Task prompt
Write out the data exactly from its first line onward, ending with the line in which "locate: chimney |" appears.

BEGIN Data under study

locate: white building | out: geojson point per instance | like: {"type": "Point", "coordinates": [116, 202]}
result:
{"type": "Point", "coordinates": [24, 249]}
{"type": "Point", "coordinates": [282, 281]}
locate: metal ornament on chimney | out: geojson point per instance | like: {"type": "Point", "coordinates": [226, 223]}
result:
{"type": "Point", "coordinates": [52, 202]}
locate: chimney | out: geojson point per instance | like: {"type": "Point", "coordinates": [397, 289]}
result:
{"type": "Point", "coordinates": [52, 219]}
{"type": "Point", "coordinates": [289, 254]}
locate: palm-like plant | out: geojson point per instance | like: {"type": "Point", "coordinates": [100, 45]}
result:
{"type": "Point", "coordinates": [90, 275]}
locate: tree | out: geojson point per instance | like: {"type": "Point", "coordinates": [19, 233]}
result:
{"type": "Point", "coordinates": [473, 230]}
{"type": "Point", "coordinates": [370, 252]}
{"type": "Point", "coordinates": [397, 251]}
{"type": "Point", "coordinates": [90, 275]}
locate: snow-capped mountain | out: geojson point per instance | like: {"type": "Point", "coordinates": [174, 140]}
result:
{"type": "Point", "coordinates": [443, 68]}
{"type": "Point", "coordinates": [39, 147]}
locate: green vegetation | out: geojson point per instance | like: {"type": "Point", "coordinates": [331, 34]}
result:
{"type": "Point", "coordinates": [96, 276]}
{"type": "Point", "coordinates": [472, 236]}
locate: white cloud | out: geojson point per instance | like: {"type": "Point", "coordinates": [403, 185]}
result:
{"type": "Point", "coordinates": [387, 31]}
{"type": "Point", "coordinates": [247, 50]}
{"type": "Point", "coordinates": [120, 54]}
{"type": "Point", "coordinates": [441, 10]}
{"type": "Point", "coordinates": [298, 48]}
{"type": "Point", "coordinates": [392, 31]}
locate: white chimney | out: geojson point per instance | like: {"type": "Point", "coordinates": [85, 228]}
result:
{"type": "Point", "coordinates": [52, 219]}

END Data under study

Your response
locate: white building | out: geojson point per instance | like: {"type": "Point", "coordinates": [116, 202]}
result:
{"type": "Point", "coordinates": [24, 249]}
{"type": "Point", "coordinates": [282, 281]}
locate: metal ornament on chimney | out: geojson point per instance | like: {"type": "Point", "coordinates": [226, 223]}
result:
{"type": "Point", "coordinates": [52, 202]}
locate: chimney | out: geojson point per instance | like: {"type": "Point", "coordinates": [397, 289]}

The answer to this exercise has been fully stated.